■ **YOUR TASK**: Copy out the lines below, starting at the line that has "In the photo above, where can the drawer" and ending after the line that has "column 520, row 288". Change "bathroom vanity" to "sink cabinet" and leave everything else as it is.

■ **RECORDS SUPPLIED**:
_ _ _ _ _
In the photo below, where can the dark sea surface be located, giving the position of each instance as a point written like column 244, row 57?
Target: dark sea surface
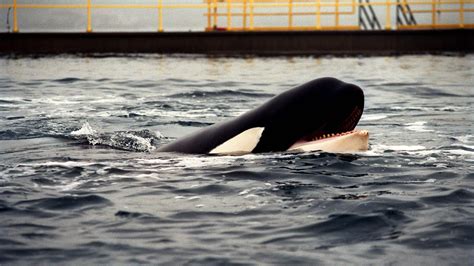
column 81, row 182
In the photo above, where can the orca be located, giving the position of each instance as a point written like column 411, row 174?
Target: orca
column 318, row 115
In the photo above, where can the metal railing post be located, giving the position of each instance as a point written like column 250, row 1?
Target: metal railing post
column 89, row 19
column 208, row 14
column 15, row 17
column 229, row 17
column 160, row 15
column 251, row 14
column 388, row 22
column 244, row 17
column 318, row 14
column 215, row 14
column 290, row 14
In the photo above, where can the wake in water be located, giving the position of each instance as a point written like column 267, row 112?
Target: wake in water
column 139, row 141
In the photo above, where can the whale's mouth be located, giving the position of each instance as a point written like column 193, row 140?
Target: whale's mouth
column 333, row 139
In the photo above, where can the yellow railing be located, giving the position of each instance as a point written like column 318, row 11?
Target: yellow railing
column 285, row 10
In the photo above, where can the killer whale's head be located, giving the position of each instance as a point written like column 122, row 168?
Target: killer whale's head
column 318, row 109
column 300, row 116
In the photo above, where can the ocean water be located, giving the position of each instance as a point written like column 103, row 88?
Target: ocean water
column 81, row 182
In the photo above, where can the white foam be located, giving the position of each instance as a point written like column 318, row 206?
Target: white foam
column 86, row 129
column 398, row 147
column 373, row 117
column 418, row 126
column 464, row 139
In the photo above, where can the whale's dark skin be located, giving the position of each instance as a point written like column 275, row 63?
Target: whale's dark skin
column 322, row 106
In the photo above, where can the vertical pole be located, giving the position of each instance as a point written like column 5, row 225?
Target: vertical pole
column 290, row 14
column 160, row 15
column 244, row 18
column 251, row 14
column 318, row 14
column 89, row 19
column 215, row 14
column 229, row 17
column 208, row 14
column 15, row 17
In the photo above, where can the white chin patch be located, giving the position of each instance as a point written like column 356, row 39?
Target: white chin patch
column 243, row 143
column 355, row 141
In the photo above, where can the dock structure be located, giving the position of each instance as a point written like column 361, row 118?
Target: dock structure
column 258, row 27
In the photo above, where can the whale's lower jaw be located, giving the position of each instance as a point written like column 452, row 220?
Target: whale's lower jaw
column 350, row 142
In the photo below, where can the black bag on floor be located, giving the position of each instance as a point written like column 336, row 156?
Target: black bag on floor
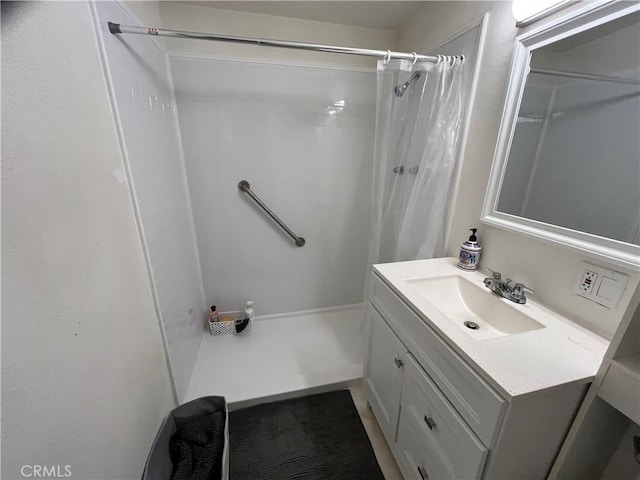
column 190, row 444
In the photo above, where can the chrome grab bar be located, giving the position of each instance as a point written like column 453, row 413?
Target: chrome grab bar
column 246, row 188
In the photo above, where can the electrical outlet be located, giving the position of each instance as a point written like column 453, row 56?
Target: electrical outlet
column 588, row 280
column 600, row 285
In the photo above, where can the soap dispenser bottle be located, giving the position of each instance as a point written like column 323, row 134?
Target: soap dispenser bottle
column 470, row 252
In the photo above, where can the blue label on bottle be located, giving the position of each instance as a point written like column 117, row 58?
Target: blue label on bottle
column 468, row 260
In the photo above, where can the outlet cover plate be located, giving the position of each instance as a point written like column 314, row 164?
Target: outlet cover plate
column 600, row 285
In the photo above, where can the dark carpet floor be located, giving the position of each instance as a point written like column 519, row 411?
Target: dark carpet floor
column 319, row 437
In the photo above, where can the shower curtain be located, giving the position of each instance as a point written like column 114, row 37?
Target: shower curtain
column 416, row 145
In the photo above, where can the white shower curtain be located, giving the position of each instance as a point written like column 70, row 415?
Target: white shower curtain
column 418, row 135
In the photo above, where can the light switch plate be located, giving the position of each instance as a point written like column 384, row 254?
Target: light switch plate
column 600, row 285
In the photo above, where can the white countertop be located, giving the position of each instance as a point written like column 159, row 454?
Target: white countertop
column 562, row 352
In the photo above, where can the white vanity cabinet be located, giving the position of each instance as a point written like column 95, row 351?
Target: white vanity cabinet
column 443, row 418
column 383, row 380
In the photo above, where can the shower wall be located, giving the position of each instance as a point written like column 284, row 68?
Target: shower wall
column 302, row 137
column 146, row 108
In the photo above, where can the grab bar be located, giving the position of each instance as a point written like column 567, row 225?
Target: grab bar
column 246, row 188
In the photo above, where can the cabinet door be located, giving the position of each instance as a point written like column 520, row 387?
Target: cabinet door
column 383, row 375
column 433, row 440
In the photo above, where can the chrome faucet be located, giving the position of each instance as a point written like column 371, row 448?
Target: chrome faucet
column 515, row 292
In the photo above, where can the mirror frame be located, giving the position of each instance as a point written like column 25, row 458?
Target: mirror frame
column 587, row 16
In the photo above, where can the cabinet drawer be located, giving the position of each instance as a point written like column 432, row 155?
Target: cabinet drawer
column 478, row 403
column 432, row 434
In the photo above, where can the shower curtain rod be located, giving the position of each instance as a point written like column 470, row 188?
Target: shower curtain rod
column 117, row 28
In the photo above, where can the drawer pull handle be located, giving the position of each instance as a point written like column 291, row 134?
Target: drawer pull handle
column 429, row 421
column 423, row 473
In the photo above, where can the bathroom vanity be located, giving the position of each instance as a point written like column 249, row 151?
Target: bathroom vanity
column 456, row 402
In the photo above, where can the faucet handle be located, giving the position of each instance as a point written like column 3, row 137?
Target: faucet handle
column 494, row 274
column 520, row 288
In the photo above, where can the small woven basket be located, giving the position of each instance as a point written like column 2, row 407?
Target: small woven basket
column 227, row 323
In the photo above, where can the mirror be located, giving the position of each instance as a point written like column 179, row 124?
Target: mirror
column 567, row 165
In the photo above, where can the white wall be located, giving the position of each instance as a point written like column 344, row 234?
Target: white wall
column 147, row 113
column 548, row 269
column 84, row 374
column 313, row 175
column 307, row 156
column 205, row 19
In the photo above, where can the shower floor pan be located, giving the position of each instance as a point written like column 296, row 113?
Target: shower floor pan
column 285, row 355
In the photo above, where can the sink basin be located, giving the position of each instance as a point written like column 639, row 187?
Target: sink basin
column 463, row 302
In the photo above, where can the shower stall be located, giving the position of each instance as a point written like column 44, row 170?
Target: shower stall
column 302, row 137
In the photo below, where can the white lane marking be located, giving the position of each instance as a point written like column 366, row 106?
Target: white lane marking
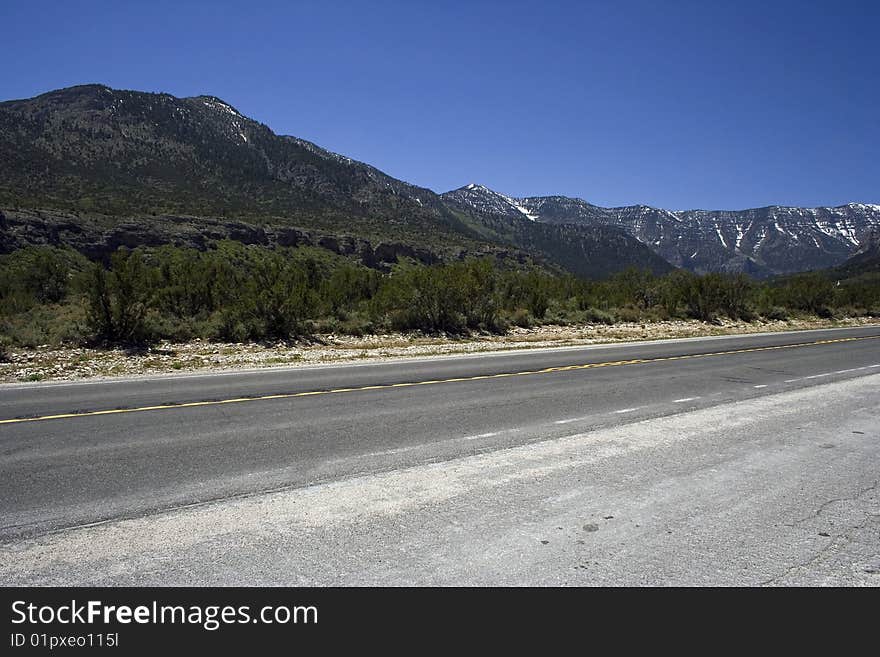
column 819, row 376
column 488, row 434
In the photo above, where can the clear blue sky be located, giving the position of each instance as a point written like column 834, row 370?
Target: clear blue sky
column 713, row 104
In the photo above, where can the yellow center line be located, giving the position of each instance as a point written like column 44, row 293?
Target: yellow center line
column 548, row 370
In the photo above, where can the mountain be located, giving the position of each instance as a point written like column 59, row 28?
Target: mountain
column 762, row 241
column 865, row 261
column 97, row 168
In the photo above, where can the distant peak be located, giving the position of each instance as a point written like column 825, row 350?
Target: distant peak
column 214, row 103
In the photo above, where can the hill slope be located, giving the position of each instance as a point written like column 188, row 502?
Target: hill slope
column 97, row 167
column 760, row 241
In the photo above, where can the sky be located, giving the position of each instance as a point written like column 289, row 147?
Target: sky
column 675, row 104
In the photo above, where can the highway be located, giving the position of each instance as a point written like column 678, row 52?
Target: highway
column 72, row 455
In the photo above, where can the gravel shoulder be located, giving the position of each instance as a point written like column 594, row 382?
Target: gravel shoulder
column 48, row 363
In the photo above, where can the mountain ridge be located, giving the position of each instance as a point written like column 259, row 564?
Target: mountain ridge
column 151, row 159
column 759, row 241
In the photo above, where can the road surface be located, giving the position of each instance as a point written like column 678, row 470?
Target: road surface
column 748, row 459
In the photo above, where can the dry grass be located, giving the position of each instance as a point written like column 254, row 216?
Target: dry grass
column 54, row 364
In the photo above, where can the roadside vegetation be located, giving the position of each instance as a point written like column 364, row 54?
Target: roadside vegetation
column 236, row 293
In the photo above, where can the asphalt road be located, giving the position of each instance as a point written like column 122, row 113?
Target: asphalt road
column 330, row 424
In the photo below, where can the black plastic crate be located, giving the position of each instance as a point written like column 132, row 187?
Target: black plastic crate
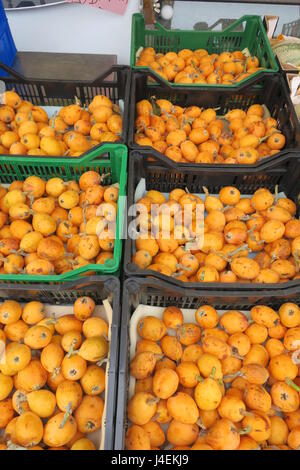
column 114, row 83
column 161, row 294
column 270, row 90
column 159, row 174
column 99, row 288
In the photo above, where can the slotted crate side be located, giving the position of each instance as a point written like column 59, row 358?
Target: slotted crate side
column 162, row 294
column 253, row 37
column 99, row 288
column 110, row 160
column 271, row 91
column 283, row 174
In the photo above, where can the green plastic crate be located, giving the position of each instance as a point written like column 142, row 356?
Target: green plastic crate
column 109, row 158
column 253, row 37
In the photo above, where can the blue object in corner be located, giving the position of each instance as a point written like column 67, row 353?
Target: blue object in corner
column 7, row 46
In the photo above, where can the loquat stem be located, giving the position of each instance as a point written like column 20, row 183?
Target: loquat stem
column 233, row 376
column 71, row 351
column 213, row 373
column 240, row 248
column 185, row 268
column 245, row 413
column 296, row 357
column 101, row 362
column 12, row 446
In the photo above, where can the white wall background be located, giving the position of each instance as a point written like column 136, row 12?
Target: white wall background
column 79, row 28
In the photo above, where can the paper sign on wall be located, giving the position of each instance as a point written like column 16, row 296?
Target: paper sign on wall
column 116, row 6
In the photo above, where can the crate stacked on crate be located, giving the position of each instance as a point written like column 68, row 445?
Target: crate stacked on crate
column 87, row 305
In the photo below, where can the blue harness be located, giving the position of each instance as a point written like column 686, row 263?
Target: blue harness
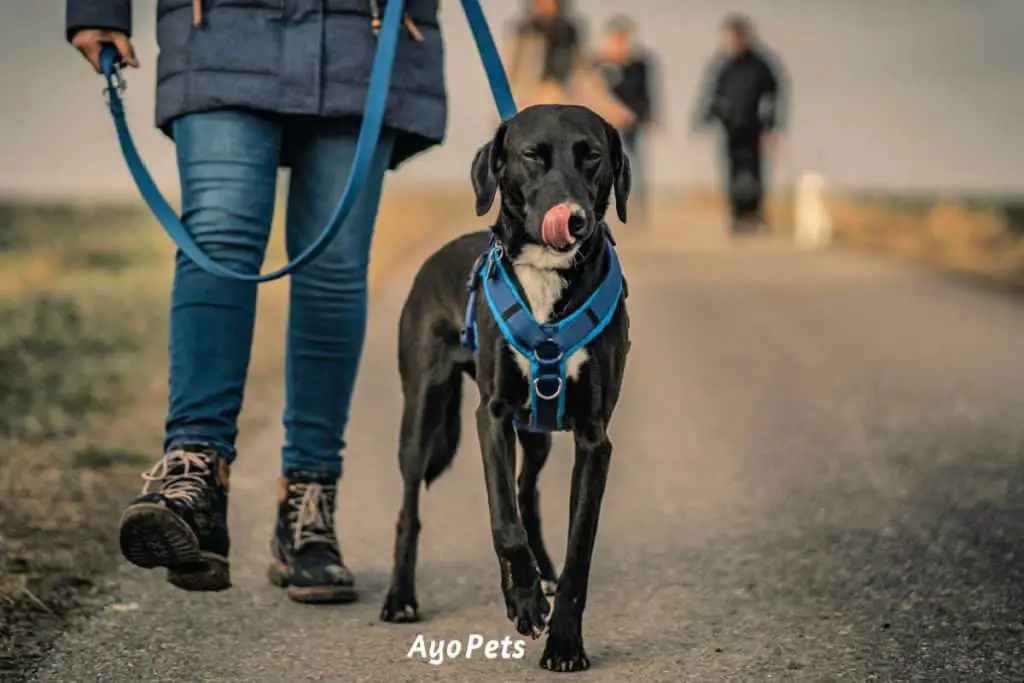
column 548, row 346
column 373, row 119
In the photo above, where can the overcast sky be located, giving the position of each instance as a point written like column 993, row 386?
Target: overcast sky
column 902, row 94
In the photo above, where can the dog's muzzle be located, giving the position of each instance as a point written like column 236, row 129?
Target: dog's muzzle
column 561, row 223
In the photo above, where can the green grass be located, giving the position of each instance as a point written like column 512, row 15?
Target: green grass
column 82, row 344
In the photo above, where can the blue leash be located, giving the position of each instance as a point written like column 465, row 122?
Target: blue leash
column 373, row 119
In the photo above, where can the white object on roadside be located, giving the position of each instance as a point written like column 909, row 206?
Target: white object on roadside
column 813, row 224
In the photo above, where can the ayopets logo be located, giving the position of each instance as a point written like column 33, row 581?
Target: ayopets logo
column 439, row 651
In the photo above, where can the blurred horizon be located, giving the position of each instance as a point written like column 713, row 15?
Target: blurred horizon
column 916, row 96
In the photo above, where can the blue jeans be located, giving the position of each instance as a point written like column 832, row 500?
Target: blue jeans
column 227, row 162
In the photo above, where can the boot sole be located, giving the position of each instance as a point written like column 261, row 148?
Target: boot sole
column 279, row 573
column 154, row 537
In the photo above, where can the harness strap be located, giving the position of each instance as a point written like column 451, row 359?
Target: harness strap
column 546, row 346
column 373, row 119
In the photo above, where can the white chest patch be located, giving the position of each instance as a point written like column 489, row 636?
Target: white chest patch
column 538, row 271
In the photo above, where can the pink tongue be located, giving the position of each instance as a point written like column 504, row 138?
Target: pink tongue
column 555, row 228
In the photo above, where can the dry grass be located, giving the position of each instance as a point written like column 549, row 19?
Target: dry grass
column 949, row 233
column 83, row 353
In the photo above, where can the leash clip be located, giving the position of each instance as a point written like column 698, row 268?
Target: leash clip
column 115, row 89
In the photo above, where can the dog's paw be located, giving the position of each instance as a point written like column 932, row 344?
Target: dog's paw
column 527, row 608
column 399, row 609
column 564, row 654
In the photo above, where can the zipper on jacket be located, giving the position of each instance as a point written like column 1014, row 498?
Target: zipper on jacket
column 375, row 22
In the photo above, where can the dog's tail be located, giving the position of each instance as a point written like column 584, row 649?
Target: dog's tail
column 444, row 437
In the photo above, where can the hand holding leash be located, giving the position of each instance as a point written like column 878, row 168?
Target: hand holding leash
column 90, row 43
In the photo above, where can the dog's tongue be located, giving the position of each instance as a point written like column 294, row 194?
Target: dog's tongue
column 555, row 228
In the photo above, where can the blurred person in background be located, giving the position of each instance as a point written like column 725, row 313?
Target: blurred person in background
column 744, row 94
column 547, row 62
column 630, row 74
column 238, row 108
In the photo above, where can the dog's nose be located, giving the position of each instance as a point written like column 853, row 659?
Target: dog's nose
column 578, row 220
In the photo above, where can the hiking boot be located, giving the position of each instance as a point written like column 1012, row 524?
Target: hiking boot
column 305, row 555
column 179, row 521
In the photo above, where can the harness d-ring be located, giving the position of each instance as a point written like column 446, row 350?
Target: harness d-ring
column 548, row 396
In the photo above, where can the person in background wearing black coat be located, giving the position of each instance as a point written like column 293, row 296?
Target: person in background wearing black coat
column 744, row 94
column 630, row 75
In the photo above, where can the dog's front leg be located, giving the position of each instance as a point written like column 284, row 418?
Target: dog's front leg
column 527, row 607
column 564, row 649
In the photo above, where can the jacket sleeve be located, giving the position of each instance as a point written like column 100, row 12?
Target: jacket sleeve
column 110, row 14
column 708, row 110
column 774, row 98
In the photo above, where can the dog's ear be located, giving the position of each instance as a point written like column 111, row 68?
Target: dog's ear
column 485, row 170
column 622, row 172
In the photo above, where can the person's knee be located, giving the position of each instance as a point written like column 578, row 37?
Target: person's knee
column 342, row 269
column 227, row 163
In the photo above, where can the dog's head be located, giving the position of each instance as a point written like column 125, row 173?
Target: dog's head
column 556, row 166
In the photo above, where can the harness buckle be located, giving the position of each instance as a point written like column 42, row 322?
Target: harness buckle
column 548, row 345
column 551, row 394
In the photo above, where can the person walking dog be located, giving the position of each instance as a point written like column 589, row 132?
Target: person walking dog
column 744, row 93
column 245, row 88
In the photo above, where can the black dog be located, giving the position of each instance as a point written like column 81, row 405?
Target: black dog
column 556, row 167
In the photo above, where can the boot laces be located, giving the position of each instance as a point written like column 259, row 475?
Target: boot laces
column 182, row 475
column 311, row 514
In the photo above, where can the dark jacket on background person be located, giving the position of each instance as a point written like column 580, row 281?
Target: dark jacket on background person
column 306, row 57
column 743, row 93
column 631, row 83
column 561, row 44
_ _ _ _ _
■ **REPLY TO THE EXERCISE**:
In the photo above, where can the drawer pull handle be located, giving the position of each instance as a point written like column 291, row 134?
Target: drawer pull handle
column 429, row 421
column 423, row 473
In the photo above, where can the sink cabinet be located, giving the position of each instance as a point written like column 249, row 151?
Target: sink cabinet
column 456, row 402
In the photo above, where can the faucet handle be located, giving the position of each instance as a point written like column 3, row 137?
Target: faucet handle
column 494, row 274
column 520, row 288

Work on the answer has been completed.